-- Passage provided follows --

Oct. 28 (UPI) — Smokers are nearly three times as likely to die prematurely from heart disease than non-smokers, with the risk even higher for those who began the habit during childhood, according to a study published Wednesday by the Journal of the American Heart Association.
Those who quit between age 15 and 34 had about the same risk for dying from heart disease or a stroke as non-smokers while people who stopped the habit between age 35 and 44 had about a 20% higher risk, the data showed.
However, people who quit later in life — between age 45 and 64 — were up to 70% more likely to die from heart disease or a stroke, the researchers said.
“The age at which a person begins smoking is an important and often overlooked factor, and those who start smoking at a young age are at especially high risk of dying prematurely from cardiovascular disease,” study co-author Blake Thomson said in a statement.
“However, quitting can substantially reduce that risk, especially for those who quit at younger ages. Getting people to quit smoking remains one of the greatest health priorities globally,” said Thompson, an epidemiologist at the University of Oxford in England.
Smoking causes an estimated 100,000 deaths from heart disease every year in the United States, according to the American Heart Association.
Currently, there are about 25 million people who smoke daily, including 5 million who became regular smokers before age 15, the association estimates.
Earlier research in Cuba revealed links between childhood smoking and a higher risk for premature death — or dying at a younger age than average life expectancy — according to Thompson and his colleagues.

-- Passage provided concluded --

What is required » The article on smoking and heart disease reports several age ranges at which people quit smoking. List each range with the risk it gives for that group.

-- Data extract follows --

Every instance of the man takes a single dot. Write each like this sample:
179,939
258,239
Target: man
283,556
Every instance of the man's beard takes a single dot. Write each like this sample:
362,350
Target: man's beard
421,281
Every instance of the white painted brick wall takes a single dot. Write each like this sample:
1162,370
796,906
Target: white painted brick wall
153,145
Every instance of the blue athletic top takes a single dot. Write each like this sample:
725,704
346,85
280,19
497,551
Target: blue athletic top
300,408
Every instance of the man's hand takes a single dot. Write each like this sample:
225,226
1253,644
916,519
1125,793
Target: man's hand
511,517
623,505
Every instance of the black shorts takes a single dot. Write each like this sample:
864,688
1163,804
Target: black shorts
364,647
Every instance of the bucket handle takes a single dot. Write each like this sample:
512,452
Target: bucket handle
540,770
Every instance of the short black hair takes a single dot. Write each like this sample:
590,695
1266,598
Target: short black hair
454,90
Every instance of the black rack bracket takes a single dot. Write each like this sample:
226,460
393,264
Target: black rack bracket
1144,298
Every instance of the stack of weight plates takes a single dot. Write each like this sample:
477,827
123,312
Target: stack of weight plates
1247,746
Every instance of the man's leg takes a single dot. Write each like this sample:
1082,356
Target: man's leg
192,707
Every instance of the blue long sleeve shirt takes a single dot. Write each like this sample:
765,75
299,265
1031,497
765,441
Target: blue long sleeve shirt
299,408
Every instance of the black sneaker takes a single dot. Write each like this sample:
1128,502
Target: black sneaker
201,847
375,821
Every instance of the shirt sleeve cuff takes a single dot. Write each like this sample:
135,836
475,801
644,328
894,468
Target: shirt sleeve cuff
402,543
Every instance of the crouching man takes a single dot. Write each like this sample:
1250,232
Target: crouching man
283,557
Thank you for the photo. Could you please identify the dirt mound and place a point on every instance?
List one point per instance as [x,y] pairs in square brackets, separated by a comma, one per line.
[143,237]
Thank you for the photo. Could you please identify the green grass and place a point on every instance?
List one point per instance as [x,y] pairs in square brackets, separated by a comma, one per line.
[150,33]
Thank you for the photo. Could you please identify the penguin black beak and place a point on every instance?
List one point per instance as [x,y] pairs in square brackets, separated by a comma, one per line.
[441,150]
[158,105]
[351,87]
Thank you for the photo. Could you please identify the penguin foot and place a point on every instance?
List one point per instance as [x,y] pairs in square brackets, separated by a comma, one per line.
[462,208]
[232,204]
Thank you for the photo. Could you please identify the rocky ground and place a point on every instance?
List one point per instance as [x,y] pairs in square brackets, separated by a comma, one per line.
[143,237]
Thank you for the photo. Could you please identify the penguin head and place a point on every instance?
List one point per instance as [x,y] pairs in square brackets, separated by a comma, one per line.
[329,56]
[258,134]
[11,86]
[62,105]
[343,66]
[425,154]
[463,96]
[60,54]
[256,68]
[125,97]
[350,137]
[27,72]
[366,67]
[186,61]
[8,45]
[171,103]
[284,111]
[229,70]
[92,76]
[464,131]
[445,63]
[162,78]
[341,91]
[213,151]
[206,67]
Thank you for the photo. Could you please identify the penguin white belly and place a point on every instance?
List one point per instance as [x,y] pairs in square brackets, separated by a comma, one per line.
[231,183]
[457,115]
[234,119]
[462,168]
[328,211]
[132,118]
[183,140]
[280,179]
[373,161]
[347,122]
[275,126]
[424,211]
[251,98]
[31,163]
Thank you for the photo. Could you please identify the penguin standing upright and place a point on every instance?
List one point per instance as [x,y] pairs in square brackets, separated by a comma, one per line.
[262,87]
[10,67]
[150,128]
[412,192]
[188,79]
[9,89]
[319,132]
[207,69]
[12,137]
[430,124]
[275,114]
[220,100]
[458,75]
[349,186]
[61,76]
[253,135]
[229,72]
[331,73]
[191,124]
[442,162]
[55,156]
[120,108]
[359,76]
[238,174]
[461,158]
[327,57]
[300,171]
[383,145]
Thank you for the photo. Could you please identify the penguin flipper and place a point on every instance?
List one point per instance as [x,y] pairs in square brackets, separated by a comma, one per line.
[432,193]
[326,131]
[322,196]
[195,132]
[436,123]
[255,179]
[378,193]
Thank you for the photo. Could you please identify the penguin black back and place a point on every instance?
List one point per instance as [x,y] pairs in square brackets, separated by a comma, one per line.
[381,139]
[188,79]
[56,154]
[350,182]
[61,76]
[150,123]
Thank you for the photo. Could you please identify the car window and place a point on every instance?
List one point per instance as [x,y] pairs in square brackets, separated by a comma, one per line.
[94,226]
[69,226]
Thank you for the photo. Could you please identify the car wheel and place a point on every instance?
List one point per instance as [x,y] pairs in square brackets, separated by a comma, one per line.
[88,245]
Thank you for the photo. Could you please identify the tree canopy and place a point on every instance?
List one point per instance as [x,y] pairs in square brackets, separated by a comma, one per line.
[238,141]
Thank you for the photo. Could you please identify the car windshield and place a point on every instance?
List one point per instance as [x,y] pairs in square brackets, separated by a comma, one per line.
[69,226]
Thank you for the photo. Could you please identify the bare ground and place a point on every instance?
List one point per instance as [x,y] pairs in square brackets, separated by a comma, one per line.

-- Data extract concluded --

Solution »
- Quit between age 15 and 34: about the same risk of dying from heart disease or a stroke as non-smokers
- Quit between age 35 and 44: about a 20% higher risk
- Quit between age 45 and 64: up to 70% more likely to die from heart disease or a stroke